### Ziel:
Nenne nur die Anzahl der Zeilen in den Daten, die die Zeichenfolge „frame“ enthalten. Groß- und Kleinschreibung wird dabei unterschieden.

### Die Daten:
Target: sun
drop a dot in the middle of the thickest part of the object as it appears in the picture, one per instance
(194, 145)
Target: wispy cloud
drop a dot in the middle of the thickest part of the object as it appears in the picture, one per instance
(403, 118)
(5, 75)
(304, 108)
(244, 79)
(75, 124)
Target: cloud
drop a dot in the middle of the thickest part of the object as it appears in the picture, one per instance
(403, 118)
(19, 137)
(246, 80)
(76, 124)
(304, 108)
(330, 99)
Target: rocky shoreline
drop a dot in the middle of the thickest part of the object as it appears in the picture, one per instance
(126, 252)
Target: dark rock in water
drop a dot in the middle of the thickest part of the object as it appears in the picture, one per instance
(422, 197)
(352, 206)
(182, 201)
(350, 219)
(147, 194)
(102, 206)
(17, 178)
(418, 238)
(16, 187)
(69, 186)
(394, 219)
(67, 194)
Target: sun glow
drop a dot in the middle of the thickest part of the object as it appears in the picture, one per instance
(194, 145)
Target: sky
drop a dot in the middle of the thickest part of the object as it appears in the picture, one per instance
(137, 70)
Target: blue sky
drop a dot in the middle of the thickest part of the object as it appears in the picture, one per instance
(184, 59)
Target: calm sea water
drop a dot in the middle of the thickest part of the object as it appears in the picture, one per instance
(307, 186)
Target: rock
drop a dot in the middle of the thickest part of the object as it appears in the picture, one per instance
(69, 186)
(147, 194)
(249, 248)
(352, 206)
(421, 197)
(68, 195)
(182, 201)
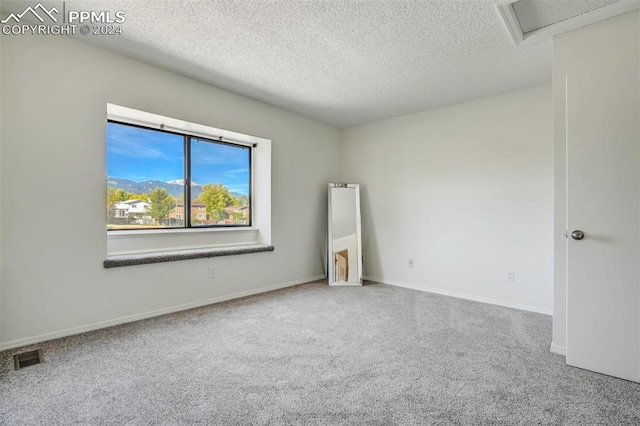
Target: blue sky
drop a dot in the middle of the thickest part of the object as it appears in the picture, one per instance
(140, 155)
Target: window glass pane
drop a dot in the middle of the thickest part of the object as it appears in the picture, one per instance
(145, 169)
(220, 182)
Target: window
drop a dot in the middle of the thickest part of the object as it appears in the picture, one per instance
(159, 179)
(144, 236)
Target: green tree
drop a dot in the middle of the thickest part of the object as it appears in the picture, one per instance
(215, 198)
(161, 204)
(243, 200)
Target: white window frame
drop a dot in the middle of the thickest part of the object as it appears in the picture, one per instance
(152, 240)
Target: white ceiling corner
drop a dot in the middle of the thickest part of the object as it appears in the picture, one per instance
(342, 62)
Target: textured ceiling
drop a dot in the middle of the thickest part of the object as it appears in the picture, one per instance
(343, 62)
(535, 14)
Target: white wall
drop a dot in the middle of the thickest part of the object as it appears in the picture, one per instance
(54, 95)
(466, 191)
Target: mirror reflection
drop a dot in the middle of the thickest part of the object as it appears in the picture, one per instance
(345, 265)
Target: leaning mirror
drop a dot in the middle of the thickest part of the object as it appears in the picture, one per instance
(345, 255)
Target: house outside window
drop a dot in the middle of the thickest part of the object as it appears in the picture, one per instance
(151, 172)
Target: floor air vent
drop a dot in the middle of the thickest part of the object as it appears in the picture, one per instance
(26, 359)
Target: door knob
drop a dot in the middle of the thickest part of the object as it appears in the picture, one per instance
(577, 234)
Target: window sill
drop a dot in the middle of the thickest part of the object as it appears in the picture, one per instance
(133, 259)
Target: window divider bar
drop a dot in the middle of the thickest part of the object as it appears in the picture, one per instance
(187, 181)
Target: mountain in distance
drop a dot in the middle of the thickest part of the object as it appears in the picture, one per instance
(174, 187)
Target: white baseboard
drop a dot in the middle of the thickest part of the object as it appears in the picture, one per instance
(137, 317)
(560, 350)
(464, 296)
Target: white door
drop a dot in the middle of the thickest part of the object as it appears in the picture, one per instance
(603, 282)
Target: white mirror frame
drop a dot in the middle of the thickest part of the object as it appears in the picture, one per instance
(330, 254)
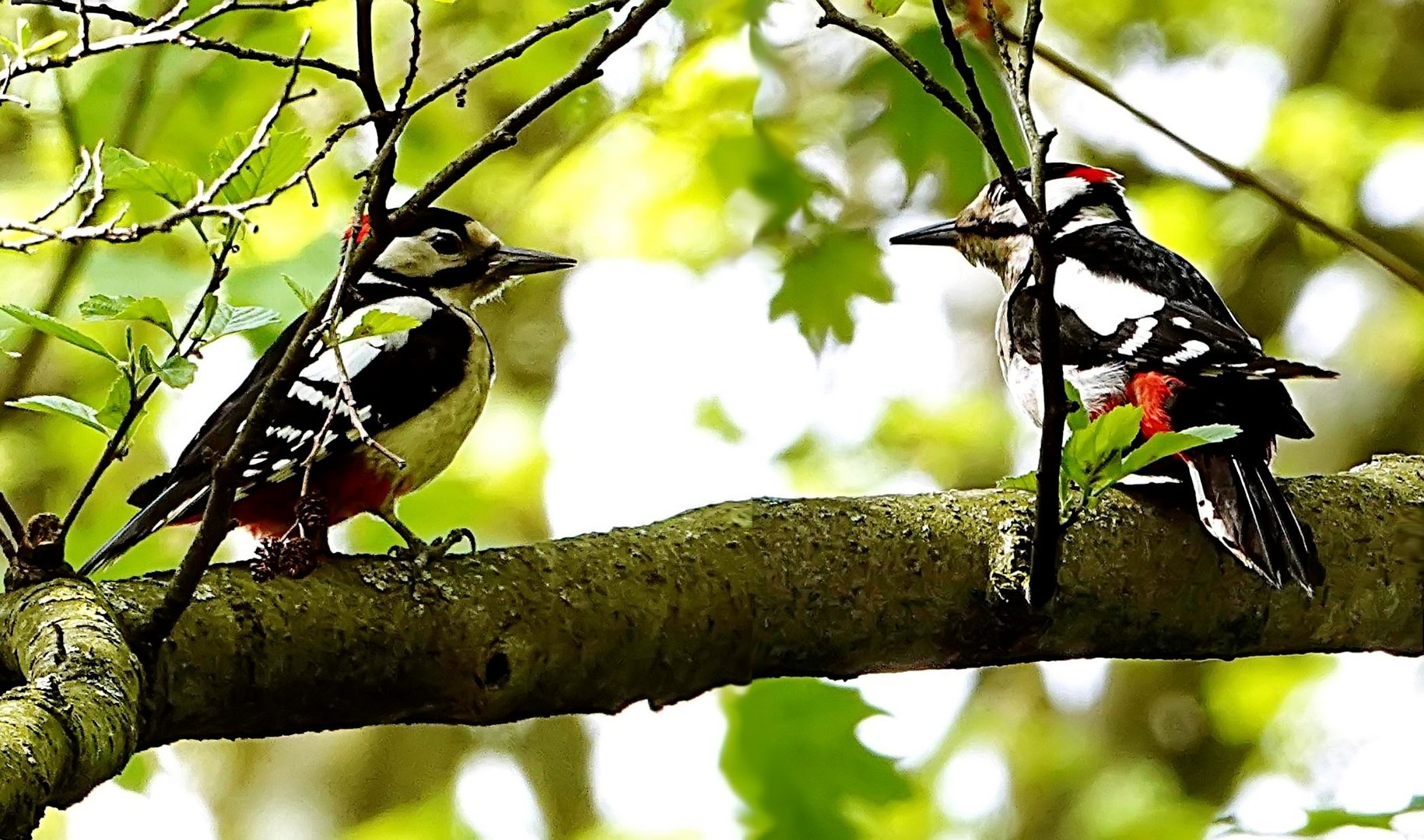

### Antwort:
2